Task requirements. Rewrite each of the items below with "photograph" changed to "image" and nothing else altered.

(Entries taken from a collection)
************

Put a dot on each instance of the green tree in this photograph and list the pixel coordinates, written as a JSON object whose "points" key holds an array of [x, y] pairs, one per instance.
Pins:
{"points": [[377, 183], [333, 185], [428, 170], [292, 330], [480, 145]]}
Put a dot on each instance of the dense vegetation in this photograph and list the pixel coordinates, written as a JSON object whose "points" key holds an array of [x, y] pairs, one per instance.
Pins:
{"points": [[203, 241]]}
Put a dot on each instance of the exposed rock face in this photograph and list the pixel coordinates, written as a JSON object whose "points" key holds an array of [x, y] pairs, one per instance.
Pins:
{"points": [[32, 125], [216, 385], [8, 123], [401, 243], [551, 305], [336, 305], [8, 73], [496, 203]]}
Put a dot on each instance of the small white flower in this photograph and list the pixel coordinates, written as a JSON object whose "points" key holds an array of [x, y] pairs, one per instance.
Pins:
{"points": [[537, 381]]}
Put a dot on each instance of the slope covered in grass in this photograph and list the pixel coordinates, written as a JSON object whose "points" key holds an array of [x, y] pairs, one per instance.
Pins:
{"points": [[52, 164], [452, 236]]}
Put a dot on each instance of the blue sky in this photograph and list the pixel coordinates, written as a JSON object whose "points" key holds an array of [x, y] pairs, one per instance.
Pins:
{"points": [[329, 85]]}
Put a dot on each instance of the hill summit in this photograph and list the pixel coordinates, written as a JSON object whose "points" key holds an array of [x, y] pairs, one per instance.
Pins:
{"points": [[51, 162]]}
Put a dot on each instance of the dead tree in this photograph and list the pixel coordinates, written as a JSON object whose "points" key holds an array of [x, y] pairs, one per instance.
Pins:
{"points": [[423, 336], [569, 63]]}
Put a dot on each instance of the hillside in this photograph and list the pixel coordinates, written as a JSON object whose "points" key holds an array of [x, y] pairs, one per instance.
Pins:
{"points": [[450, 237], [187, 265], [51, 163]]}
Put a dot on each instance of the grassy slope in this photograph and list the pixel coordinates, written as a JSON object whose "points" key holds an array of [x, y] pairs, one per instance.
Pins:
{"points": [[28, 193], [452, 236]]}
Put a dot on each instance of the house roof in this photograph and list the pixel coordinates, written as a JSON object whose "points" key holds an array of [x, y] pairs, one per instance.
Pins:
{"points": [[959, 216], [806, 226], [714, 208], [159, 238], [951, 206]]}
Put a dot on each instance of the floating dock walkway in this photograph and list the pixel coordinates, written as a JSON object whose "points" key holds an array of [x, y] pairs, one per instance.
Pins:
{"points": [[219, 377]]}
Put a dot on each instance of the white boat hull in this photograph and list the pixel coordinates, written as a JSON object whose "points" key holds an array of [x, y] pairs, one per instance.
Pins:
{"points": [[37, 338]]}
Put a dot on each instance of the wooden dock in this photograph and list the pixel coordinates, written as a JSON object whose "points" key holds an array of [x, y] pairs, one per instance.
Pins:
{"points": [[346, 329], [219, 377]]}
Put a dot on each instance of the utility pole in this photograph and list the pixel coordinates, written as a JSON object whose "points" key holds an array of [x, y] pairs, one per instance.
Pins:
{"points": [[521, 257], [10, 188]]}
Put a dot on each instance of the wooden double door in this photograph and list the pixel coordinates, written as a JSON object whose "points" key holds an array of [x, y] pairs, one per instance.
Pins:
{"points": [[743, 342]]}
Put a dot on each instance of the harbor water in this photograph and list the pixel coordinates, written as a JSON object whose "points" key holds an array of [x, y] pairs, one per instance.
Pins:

************

Written response.
Put a dot on each instance of the green tree in this image and list the pixel coordinates, written as a JSON object whose "points" key holds an array of [x, y] pairs, one per instance.
Pins:
{"points": [[377, 183], [333, 185], [428, 170], [292, 330], [480, 145]]}
Put a dot on each instance of the dense vegetation in this image and list the pixel coordinates, written as a JSON object whose "points" key holds an array of [x, y] pairs, one per instance.
Pins:
{"points": [[203, 241]]}
Put a dot on each instance of the exposed rock face in this image and list the pixel coordinates, written as a JSON object whose "points" key holds an array of [x, y] pairs, one per instance.
Pins:
{"points": [[32, 125], [216, 385], [8, 123], [401, 243], [551, 305], [336, 305], [8, 73], [496, 203]]}
Put a dot on each instance of the small white flower in this image and list the pixel coordinates, written as a JSON object whose "points" key holds an array of [x, y] pairs, one per instance.
Pins:
{"points": [[537, 381]]}
Put a dot on each instance of the slope covered in grass in this image and list the pixel coordinates, written as a JSON object whose "points" key holds an array of [x, y] pairs, one per instance.
Pins:
{"points": [[52, 164], [452, 236]]}
Put a dot on each instance of the blue sky in this image and list the pixel coordinates, written as a JSON object whose "points" key holds an array of [x, y] pairs, one per instance.
Pins:
{"points": [[329, 85]]}
Put a dot on each instance of the hill summit in this image and list the pixel coordinates, written as a JSON object whose "points" key holds an array of [x, y] pairs, one per instance.
Pins:
{"points": [[51, 162]]}
Put a dot on each instance of the dead tree in this image and list the pixel coordinates, written as a JSON object whose "points" key holds an array of [x, y] pairs, one per instance.
Pins:
{"points": [[423, 336], [569, 63]]}
Put a dot on each instance of the hillside in this image and list the pixel coordinates, written as a JSON object whose "points" key holds an array of [x, y] pairs, one per instance.
Pins:
{"points": [[450, 237], [187, 265], [51, 163]]}
Put a dot on each instance of the grassy slope in this image and list the pixel coordinates, written as a JSON object whose "points" key holds an array of [x, y] pairs, one per instance.
Pins:
{"points": [[28, 193], [452, 236]]}
Put a dot on each instance of the house roof in this image and list the pixel coordinates, written as a JSON object whose "points" key holds an array of [x, y] pairs, one per instance.
Pins:
{"points": [[959, 216], [806, 226], [714, 208], [159, 238], [951, 206]]}
Put a dot on each instance of the floating dock walkway in this image and list the pixel coordinates, written as a JSON object whose "points" key holds an array of [x, y] pairs, one per instance.
Pins:
{"points": [[219, 377]]}
Put a dot on each instance of the white boat hull in this image and list the pixel coordinates, written as a JSON object whose "points" key holds an array of [x, y] pairs, one per instance.
Pins:
{"points": [[37, 338]]}
Put a dot on each instance of the wooden dock in this image and list the pixel coordinates, written as a JSON object whose "points" key holds an array of [x, y] pairs, one per instance.
Pins:
{"points": [[346, 329], [219, 377]]}
Put a dot on each instance of the utility pole in this image and list the pixel coordinates, written as a JSON object whose "points" key holds an array of [x, y] pairs, one per instance.
Pins:
{"points": [[521, 257], [10, 188]]}
Put a dot on each instance of the wooden double door in this image and list the pixel coordinates, written as a JSON object whose "points" key holds an array of [x, y] pairs, one per instance.
Pins:
{"points": [[743, 342]]}
Put a dot on each instance of the harbor water in this image and list the pixel coordinates, written as a JSON object whose "points" key holds an array of [x, y] pairs, one per instance.
Pins:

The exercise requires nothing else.